__Отрывок документа__:
Утром нам давали по куску хлеба, в обед миску брюквенной похлебки, вечером эрзац-кофе. По воскресеньям одаривали 20 граммами маргарина и двумя кусочками сахара. А работа была каторжная, по 12 часов в сутки – с 6 утра до 6 вечера. Поднимали в 4 часа. Утром и вечером нужно было стоять на перекличке, где нельзя было даже шепотом сказать слово. Стояли по два часа с голыми ногами в колодках – и в снег, и в метель, а потом шли на работу. Работала я сначала на земляных работах (копала рвы), потом шила в швейной мастерской, потом два года на фирме «Сименс». Это спасло мне жизнь – всё-таки не в поле на холоде. Мы работали в бараке, под присмотром надзирательниц и там нельзя было даже шепотом сказать слово. Перерыв был только полчаса, за которые мы успевали съесть половник брюквенного супа. В нашем бараке делали детали для немецких Люфтваффе, в основном, трансформаторы. И мы, русские, молча те детали браковали, на свой страх и риск.
В лагере сидели женщины всех национальностей: русские, белоруски, украинки, чешки, польки, голландки, сербки, словачки, даже немки, забранные по политической статье. Сидела жена Юлиуса Фучика, например, Густа Фучикова. Ох, я там и много языков освоила, пусть и на разговорном уровне, а немецкий знала лучше других, учила его в школе и в институте. Пела на разных языках, я ведь голосистая была и немцы ставили меня впереди колонны, чтобы я запевала по дороге не работу. Пела «Лили Марлен», всякие немецкие народные песни. Мне языки легко давались, тексты песен запоминала быстро и с тех пор пою на восьми языках.

__Состав набора__:

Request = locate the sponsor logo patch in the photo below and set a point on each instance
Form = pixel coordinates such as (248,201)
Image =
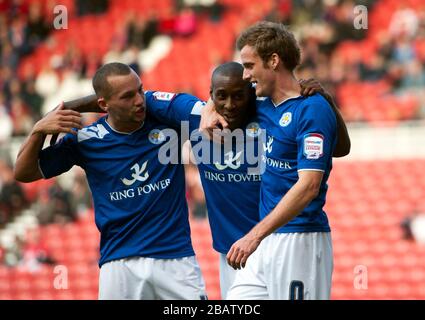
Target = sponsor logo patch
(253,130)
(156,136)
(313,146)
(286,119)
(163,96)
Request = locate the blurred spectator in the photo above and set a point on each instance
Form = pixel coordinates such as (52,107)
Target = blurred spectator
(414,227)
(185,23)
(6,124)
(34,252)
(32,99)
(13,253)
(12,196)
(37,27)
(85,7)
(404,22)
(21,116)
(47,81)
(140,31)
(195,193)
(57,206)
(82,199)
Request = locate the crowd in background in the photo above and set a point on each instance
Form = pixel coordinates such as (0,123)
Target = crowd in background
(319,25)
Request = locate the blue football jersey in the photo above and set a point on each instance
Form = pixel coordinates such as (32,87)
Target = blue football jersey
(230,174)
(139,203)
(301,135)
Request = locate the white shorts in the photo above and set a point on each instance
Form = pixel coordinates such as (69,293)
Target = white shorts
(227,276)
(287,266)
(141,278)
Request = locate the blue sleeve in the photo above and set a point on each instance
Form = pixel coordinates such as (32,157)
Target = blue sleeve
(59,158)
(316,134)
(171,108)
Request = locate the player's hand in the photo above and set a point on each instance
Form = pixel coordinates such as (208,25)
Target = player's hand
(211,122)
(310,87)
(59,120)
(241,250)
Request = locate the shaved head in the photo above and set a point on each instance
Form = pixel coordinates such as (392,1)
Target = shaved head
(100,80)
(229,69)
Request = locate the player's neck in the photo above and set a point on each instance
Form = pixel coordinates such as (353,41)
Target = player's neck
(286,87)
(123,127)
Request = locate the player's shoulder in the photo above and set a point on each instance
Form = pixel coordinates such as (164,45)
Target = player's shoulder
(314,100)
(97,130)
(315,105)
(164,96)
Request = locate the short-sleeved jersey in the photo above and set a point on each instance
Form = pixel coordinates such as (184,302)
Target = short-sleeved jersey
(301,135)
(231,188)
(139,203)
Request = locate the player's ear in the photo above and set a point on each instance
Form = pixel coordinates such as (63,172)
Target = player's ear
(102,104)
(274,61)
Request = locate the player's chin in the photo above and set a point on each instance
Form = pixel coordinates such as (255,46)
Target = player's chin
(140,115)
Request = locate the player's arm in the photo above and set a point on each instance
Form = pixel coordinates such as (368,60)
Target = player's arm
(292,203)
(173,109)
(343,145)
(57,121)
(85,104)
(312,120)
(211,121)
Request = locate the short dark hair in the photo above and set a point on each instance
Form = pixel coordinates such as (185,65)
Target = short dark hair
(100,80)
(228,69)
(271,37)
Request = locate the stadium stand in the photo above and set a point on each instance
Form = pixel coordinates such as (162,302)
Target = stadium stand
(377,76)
* * *
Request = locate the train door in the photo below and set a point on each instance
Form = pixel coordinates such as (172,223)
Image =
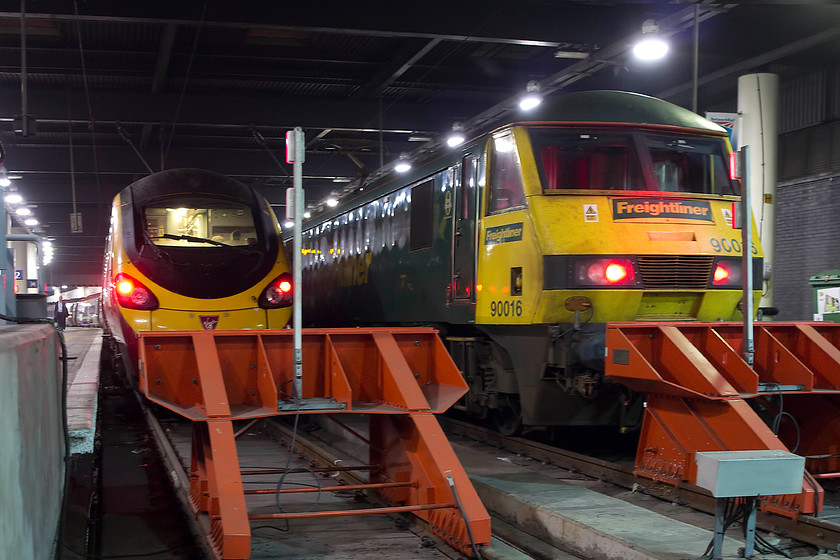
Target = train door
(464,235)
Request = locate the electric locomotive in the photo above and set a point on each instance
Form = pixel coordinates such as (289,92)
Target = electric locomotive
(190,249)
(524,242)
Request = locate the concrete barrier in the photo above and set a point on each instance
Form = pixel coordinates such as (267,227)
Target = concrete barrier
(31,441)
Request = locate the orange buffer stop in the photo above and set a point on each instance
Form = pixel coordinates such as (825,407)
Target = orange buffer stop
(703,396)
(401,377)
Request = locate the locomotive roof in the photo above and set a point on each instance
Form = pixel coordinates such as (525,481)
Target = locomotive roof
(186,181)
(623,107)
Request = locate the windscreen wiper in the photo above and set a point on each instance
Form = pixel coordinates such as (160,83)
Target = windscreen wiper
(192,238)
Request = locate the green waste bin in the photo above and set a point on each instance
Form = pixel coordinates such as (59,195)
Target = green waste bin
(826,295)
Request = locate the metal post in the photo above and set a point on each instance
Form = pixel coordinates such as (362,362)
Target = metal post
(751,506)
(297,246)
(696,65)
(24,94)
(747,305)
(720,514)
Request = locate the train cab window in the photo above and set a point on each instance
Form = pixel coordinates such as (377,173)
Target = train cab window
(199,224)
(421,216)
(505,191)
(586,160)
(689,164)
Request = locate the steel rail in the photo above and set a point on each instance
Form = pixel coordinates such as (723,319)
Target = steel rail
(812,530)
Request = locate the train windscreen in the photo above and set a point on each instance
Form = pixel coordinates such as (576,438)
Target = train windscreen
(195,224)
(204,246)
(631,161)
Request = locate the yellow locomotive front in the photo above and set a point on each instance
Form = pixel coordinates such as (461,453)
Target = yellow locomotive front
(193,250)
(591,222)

__Что сделать__: Сколько часов в сутки длилась работа, согласно отрывку? Строки набора никак не связаны с отрывком.

__Решение__: Двенадцать часов в сутки, с 6 утра до 6 вечера.